§ **SOURCE**:
◆ ◆ ◆ ◆ ◆ ◆ ◆

Le mal fait parfois si mal qu’on en perd la joie d’exister. Certains catéchumènes refusent de confirmer leur baptême, car un dieu absolument bon et tout-puissant, qui permet des actes de cruauté épouvantable, ne vaut pas la peine qu’on croie en lui. Pour la même raison, des croyants adultes dénient à Dieu la toute-puissance. Je crois en un seul Dieu, le Père tout-puissant, dit le Credo. Tout-puissant serait de trop. Ces contestataires sont à prendre au sérieux. Le mal est un scandale. Le bien, à commencer par l’existence de créatures multiples et magnifiques, nous comble chaque jour, mais, curieusement, il est moins prégnant que le mal.

◆ ◆ ◆ ◆ ◆ ◆ ◆

§ **Données sources**:
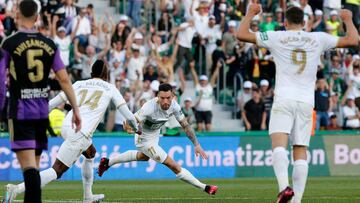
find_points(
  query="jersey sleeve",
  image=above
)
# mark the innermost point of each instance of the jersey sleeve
(263, 39)
(117, 98)
(145, 111)
(4, 61)
(178, 113)
(57, 64)
(327, 41)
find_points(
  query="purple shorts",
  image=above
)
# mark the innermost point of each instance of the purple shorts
(28, 134)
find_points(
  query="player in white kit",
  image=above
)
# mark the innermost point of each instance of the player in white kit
(93, 97)
(296, 54)
(152, 116)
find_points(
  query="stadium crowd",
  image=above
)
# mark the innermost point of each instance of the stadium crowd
(172, 41)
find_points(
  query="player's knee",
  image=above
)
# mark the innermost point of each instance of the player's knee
(142, 157)
(90, 152)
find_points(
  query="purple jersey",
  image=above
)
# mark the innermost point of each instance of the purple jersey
(29, 56)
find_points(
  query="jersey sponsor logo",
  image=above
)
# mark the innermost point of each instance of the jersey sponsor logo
(31, 43)
(263, 36)
(35, 93)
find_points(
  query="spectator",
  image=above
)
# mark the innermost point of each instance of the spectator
(188, 111)
(87, 59)
(213, 33)
(83, 27)
(267, 96)
(186, 33)
(243, 97)
(336, 84)
(117, 61)
(56, 117)
(122, 30)
(354, 80)
(204, 93)
(135, 64)
(134, 11)
(254, 114)
(322, 104)
(268, 24)
(319, 24)
(150, 73)
(351, 114)
(333, 25)
(229, 38)
(62, 41)
(119, 118)
(333, 125)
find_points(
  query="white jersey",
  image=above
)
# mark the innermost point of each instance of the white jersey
(296, 55)
(93, 97)
(152, 117)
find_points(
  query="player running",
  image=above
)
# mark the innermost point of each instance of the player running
(296, 54)
(152, 116)
(94, 96)
(30, 56)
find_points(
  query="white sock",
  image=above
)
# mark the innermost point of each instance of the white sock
(127, 156)
(186, 176)
(300, 173)
(46, 177)
(87, 176)
(280, 165)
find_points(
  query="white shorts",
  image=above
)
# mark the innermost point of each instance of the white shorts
(73, 146)
(294, 118)
(150, 148)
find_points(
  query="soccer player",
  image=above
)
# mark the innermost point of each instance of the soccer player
(296, 54)
(30, 56)
(94, 96)
(152, 115)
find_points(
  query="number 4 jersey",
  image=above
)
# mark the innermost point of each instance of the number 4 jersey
(29, 56)
(297, 56)
(93, 97)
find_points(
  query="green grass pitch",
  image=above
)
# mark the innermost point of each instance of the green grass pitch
(321, 189)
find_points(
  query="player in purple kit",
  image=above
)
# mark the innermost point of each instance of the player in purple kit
(30, 56)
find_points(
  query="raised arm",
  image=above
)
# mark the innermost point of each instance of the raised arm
(352, 36)
(216, 73)
(66, 86)
(243, 32)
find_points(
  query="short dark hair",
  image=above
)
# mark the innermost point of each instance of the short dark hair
(28, 8)
(99, 69)
(294, 15)
(165, 87)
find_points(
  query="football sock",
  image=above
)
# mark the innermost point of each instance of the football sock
(280, 165)
(127, 156)
(186, 176)
(300, 173)
(32, 186)
(46, 177)
(87, 176)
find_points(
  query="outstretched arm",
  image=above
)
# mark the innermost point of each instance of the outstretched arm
(243, 32)
(190, 133)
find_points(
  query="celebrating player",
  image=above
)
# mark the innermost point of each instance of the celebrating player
(94, 96)
(30, 57)
(152, 115)
(296, 54)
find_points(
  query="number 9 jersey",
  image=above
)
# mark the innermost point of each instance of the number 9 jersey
(297, 56)
(29, 56)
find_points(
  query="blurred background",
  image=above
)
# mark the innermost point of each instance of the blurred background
(192, 44)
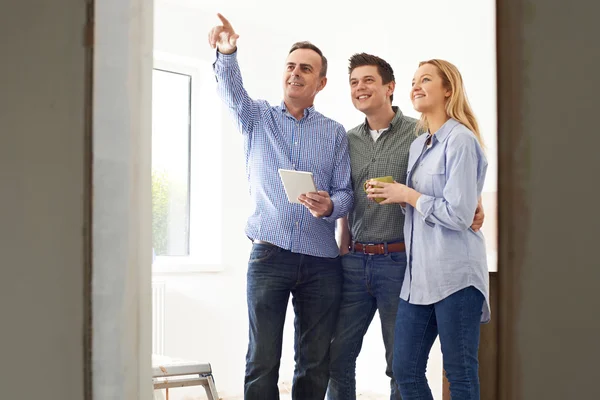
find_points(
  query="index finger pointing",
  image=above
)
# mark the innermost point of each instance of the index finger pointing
(224, 20)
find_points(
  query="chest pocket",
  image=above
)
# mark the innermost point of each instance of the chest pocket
(436, 174)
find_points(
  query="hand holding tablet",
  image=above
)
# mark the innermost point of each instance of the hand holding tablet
(296, 183)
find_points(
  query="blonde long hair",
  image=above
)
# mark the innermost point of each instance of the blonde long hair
(457, 105)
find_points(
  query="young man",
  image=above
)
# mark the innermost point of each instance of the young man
(371, 237)
(294, 248)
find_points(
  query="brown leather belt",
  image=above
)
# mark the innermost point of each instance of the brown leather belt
(263, 242)
(377, 248)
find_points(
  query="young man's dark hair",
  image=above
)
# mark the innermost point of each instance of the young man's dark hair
(310, 46)
(383, 67)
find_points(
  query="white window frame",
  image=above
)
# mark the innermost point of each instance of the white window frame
(205, 117)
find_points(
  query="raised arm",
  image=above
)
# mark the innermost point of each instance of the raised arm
(229, 78)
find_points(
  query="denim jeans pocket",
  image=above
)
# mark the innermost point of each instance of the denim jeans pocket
(262, 252)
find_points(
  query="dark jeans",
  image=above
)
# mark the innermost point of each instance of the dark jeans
(456, 319)
(371, 283)
(315, 284)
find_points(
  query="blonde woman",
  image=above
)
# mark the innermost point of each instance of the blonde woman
(445, 289)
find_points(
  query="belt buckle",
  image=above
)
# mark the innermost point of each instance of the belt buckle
(365, 249)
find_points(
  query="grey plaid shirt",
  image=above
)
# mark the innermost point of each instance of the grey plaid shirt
(371, 222)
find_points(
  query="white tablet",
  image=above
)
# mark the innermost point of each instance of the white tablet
(296, 183)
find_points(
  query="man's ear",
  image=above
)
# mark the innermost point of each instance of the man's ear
(322, 83)
(391, 88)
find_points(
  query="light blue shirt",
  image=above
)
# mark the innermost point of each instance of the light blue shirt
(444, 254)
(274, 139)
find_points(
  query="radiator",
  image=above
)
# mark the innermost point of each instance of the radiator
(158, 317)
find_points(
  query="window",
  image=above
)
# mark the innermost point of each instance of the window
(186, 157)
(171, 128)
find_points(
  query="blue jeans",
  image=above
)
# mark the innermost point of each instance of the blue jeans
(456, 319)
(315, 284)
(371, 282)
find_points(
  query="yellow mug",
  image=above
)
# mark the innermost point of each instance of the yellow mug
(386, 179)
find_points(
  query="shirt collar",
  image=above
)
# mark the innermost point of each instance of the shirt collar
(395, 121)
(307, 111)
(444, 131)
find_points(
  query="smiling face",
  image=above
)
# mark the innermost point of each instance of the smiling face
(367, 89)
(302, 78)
(428, 91)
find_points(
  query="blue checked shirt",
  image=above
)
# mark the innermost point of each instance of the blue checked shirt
(444, 254)
(274, 139)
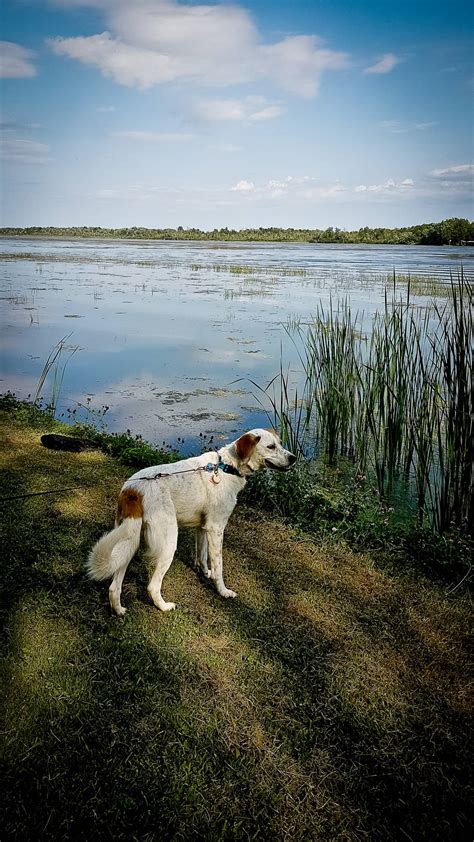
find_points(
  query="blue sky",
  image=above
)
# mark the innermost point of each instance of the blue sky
(304, 114)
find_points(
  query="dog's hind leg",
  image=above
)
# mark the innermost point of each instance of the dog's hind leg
(201, 551)
(161, 539)
(115, 590)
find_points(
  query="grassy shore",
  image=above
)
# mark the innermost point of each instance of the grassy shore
(328, 701)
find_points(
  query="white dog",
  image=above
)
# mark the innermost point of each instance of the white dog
(200, 492)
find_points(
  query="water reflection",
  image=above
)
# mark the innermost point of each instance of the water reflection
(166, 329)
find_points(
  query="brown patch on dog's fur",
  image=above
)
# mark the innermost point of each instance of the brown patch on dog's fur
(245, 445)
(273, 432)
(130, 504)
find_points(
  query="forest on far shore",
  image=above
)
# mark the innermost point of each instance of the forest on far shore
(452, 232)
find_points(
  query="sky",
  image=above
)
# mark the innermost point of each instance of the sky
(303, 114)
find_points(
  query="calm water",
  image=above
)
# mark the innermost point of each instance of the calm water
(171, 334)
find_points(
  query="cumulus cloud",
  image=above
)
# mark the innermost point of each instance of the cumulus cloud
(23, 151)
(154, 137)
(153, 42)
(243, 186)
(388, 187)
(400, 127)
(310, 189)
(454, 173)
(251, 108)
(385, 64)
(457, 179)
(15, 61)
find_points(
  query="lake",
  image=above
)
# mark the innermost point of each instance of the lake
(170, 335)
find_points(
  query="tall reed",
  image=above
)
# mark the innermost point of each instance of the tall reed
(399, 404)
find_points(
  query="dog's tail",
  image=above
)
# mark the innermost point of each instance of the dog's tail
(116, 548)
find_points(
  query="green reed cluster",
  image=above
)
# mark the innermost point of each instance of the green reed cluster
(398, 402)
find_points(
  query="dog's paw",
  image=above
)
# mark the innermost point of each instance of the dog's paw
(227, 594)
(168, 606)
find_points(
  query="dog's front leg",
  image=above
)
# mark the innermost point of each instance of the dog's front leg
(215, 538)
(201, 551)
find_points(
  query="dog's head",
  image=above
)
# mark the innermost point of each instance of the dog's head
(262, 449)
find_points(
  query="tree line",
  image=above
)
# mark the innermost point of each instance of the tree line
(453, 231)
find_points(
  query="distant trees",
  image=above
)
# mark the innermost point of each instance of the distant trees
(448, 232)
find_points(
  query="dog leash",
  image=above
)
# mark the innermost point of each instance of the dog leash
(211, 468)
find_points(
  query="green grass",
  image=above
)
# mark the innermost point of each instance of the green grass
(328, 701)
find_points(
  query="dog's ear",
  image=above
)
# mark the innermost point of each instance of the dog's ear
(245, 445)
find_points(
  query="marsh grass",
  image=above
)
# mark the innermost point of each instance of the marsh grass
(53, 372)
(329, 701)
(398, 403)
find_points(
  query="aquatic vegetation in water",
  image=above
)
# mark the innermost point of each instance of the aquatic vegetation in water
(398, 404)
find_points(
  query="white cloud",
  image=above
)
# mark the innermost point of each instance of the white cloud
(400, 127)
(455, 180)
(460, 171)
(309, 189)
(154, 137)
(23, 151)
(385, 64)
(226, 147)
(15, 61)
(153, 42)
(388, 187)
(252, 108)
(243, 186)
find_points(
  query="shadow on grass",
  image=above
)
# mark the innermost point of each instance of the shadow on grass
(223, 720)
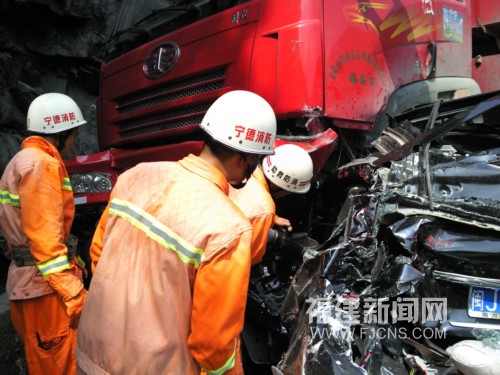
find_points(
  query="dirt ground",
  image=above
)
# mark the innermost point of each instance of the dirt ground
(12, 360)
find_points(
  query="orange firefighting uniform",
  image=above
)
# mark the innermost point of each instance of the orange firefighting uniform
(171, 260)
(258, 206)
(36, 212)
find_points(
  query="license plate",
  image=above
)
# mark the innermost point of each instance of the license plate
(484, 303)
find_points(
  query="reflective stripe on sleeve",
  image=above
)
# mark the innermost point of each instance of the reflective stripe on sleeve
(9, 198)
(227, 366)
(67, 184)
(54, 265)
(156, 231)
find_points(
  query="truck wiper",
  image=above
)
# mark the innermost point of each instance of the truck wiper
(138, 26)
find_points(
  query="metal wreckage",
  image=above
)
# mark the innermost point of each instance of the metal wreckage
(408, 271)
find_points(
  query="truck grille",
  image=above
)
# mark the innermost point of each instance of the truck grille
(179, 90)
(164, 121)
(173, 119)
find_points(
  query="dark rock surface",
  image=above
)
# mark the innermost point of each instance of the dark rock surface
(46, 46)
(50, 46)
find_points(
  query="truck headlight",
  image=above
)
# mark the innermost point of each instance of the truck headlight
(93, 182)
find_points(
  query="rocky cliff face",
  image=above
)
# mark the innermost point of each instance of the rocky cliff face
(50, 46)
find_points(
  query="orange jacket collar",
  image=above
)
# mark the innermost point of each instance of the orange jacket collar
(42, 144)
(199, 166)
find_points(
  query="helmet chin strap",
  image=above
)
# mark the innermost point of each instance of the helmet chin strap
(248, 173)
(241, 185)
(61, 140)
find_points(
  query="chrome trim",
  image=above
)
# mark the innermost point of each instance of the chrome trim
(474, 325)
(161, 60)
(466, 280)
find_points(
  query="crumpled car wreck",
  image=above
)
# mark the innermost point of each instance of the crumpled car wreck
(411, 267)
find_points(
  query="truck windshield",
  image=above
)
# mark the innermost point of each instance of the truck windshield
(142, 21)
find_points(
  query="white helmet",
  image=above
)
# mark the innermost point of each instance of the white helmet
(243, 121)
(290, 168)
(53, 113)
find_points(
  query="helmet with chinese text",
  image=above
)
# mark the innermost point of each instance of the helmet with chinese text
(290, 168)
(53, 113)
(243, 121)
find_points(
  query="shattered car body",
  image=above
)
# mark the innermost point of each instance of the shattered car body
(411, 265)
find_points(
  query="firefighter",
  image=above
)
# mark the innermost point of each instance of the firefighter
(288, 171)
(171, 255)
(44, 281)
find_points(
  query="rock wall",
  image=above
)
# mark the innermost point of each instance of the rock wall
(50, 46)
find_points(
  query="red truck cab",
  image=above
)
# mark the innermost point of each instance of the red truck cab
(328, 68)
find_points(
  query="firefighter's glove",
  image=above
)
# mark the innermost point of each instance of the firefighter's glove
(74, 307)
(68, 284)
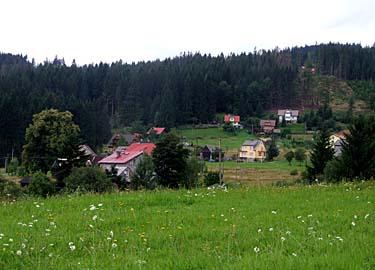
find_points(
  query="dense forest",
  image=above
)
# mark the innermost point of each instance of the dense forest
(187, 89)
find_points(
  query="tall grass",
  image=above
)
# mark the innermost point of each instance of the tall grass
(319, 227)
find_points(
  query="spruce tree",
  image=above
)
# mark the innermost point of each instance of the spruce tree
(322, 152)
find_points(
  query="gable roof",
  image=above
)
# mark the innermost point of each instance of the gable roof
(227, 118)
(271, 123)
(157, 130)
(123, 156)
(292, 112)
(253, 143)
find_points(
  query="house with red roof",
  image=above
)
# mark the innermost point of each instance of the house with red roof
(126, 159)
(157, 130)
(234, 119)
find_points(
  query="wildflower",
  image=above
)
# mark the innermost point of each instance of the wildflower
(72, 246)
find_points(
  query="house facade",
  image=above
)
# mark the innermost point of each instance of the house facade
(253, 150)
(267, 126)
(126, 159)
(290, 116)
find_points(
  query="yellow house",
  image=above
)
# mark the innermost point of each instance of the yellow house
(339, 136)
(253, 151)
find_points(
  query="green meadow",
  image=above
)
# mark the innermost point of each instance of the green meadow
(297, 227)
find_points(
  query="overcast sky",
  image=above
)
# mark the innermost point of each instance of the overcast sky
(91, 31)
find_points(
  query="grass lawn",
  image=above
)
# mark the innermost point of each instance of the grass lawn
(211, 136)
(318, 227)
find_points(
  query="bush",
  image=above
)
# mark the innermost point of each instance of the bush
(9, 189)
(293, 172)
(212, 178)
(41, 185)
(89, 179)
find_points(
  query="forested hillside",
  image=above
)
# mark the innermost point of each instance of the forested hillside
(190, 88)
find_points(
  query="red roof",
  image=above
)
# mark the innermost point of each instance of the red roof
(157, 130)
(231, 118)
(134, 150)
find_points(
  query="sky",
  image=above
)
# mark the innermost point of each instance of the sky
(93, 31)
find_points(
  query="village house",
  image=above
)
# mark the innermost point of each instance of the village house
(126, 159)
(268, 126)
(157, 130)
(290, 116)
(234, 119)
(253, 151)
(209, 152)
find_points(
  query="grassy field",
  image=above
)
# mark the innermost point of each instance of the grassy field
(318, 227)
(257, 173)
(211, 136)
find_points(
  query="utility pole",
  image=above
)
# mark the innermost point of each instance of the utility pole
(220, 162)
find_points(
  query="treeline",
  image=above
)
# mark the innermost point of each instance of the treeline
(190, 88)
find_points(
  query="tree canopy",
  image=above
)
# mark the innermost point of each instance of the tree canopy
(52, 143)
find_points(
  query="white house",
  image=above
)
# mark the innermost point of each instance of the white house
(290, 116)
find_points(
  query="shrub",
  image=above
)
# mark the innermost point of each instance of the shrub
(9, 189)
(212, 178)
(41, 185)
(89, 179)
(293, 172)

◆ ◆ ◆ ◆ ◆ ◆ ◆

§ **CONSIGNE A**: Réécrivez sous forme de liste le paragraphe du texte sur le mal qui commence par « Le mal fait parfois si mal », en conservant ses idées principales.
§ **CONSIGNE B**: Dans le texte sur le mal, quel attribut de Dieu certains croyants adultes refusent-ils d'admettre ?
§ **CONSIGNE C**: Poursuivez le texte sur le mal à partir de sa dernière phrase.

§ **RÉPONSE RÉDIGÉE A**:
- Le mal peut faire perdre la joie d'exister.
- Certains catéchumènes refusent de confirmer leur baptême : un dieu absolument bon et tout-puissant qui permet des cruautés épouvantables ne mérite pas qu'on croie en lui.
- Pour la même raison, des croyants adultes refusent à Dieu la toute-puissance affirmée par le Credo.
- Ces contestataires doivent être pris au sérieux, car le mal est un scandale.
- Le bien nous comble chaque jour, à commencer par l'existence de créatures multiples et magnifiques, mais il est curieusement moins prégnant que le mal.

§ **RÉPONSE RÉDIGÉE B**: Ils lui dénient la toute-puissance.

§ **RÉPONSE RÉDIGÉE C**:
Nous venons de lire un ouvrage de Paul Clavier intitulé L’énigme du mal ou le tremblement de Jupiter, paru en 2010. Catholique adepte de la philosophie analytique anglo-saxonne, l’auteur argumente à l’aide d’expériences de pensée.

Les dieux de l’Antiquité païenne et celui si terrible de l’Ancien Testament infligeaient aux hommes de sévères punitions. Après la venue du Christ, Dieu est devenu le bon Dieu. Il est amour. Pourquoi le mal nous accable-t-il encore?

Il y a quatre scénarios possibles.

Si Dieu est bon et tout-puissant, il devrait nous débarrasser du mal. Ce serait le scénario préférable. Or le mal existe. Pourquoi Dieu ne le supprime-t-il pas? D’où vient le mal? C’est une énigme.

Peut-être que Dieu ne veut ni ne peut expulser le mal. Dieu serait alors méchant, et incapable: difficile de croire en lui.

Ou alors il est vraiment tout-puissant et méchant, ne voulant pas détruire le mal. Cela nous inquiète…

Ou bien Dieu serait parfaitement bon et impuissant, ne pouvant s’en prendre au mal. A quoi bon lui adresser des prières? C’est l’opinion de certains chrétiens modernes auxquels Clavier s’oppose.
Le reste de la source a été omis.